Required action:
Reproduce the blog text word for word, starting at "Filed under: all" and ending at "a blog too.".

Source passage:
===

Hello Belle. Hello Boo. June 23, 2008

Filed under: all things frivolous — madjac @ 9:22 am

I take time out of my depressive episodes to find delight in belle & boo’s pretty prints. They have a blog too. 

 

To the same place, the same face, the same brute June 17, 2008

Filed under: Uncategorized — madjac @ 2:29 pm

I was gleeful too quickly. Too complacent (aren’t we all nowadays?). I must understand, from my struggles against it, that it is by no means self-induced. Nor could it be overcome by sheer willpower (try doing that with appendicitis won’t you?). It is biological. Definitely, maybe. And in my quest for Prozac it seems I must yet again trudge down to that dreaded place, and be quizzed to death by psychiatrists who read two pages of your history and claims to know you. I must put out my card, by now yellowed and crumpled, and waited for hours in the cold waiting room. I must sit down and state my symptoms. Except with this sort of thing I can’t just tell it all in seconds. I must lead herr doktor through my case file, bring him to back to the past, remind him of the lead characters, repaint my life after -, how I climbed back up from the abyss of the dead (or more accurately, less poetically, my bed), and how, now, I’m back in that same seat, sniffling. I must re-describe the signs – the bad dreams, the uncontrollable sobs on the train, the twisting of the fingers, the thrill of having the cat claw my hand till the skin peel off, the breathlessness, the sorrysorrysorrys, the weekend spent in bed worrying about the broccoli out there, wilting – Starkey would have to go without it for now, three broccolis gone! I shouldn’t be thinking about broccoli.. shouldn’t be thinking about it at all. All I want is to be on Prozac again. Maybe I shouldn’t never have gotten off it. It works long-term. Without it, it’s just short-term straight-line surrogate happiness.

===

Provided information:
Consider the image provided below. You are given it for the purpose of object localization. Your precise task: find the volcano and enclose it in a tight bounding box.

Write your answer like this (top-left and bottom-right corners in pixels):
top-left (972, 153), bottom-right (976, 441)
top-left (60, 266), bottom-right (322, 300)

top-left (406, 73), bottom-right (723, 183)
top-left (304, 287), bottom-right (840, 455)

===

Completed exercise:
Filed under: all things frivolous — madjac @ 9:22 am

I take time out of my depressive episodes to find delight in belle & boo’s pretty prints. They have a blog too.